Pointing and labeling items
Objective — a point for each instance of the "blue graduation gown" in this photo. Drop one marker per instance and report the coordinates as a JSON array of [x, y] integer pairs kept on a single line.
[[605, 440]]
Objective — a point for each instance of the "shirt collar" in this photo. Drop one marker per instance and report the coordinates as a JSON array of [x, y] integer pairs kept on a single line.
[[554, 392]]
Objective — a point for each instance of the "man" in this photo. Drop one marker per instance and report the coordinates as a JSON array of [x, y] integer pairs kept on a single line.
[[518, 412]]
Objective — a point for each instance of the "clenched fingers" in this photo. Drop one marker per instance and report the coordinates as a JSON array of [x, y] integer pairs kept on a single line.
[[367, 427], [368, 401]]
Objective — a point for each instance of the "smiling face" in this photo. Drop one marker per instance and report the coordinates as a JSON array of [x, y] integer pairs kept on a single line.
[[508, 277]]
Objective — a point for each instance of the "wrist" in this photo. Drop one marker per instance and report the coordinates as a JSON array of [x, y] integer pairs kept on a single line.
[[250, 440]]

=== EXERCISE ===
Write out every one of the items above word for word, without changing anything.

=== RESPONSE TO THIS EXERCISE ===
Objective — a point for each instance of the "blue graduation gown" in this photo. Drop one marker per instance and report the coordinates as a JSON array of [x, y] integer pairs kept on a single line.
[[605, 440]]
Objective — a point for each instance of the "shirt collar" in this photo. Drop one marker per instance and report the coordinates as a JSON array of [x, y] integer pairs kept on a single line.
[[554, 392]]
Objective — a point for each instance of the "man" in this photo. Drop one marker per instance and report the coordinates as a JSON array of [x, y] integer pairs kept on a single line.
[[518, 412]]
Objective — a point for each instance of the "clenched fingers" in this photo. Drop one marker per instance and report the coordinates as a JSON array of [x, y] integer pairs kept on a single line.
[[367, 427], [368, 401]]
Objective — a point for each instance of the "smiling face" in this photo. Drop one marker per instance and report the coordinates as a JSON array of [x, y] integer pairs kept on a single line.
[[508, 277]]
Objective — a point for each instance of the "wrist" in this photo. Drop one marker per instance and report the coordinates as a JSON array of [x, y] integer pairs kept on a single line.
[[250, 440]]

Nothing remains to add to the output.